### Task details
Output every line of the records below word for word, but leave out the pictures.

[Entries taken from a collection]
============

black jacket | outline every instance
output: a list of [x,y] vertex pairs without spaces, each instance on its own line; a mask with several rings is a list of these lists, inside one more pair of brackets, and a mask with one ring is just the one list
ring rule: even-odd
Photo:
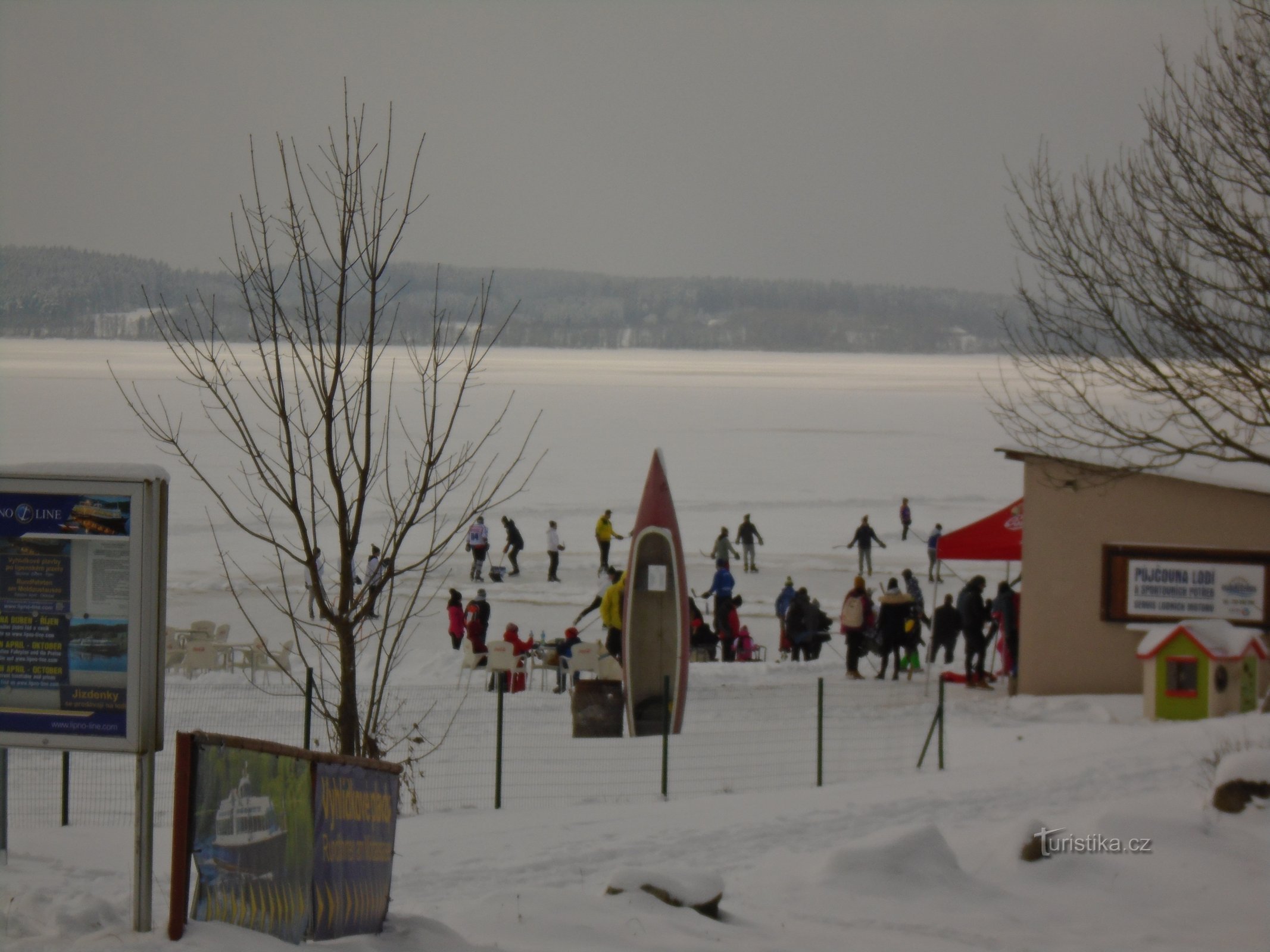
[[935,618],[931,625],[931,637],[935,641],[954,641],[961,631],[961,614],[956,605],[940,605],[935,609]]
[[983,593],[966,585],[956,597],[956,611],[961,616],[961,631],[966,637],[983,637],[983,625],[988,621]]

============

### Full answer
black jacket | outline every instance
output: a list of [x,y] vertex pairs without spaces, each instance on its own line; a mask with several rings is a list of these lists, inside one more pair of brackets, and a mask with one ring is just the one list
ring rule: even-odd
Photo:
[[935,618],[931,625],[931,637],[935,641],[954,641],[961,631],[961,614],[956,605],[940,605],[935,609]]
[[983,593],[966,585],[956,597],[956,611],[961,616],[961,631],[966,637],[983,637],[983,625],[988,621]]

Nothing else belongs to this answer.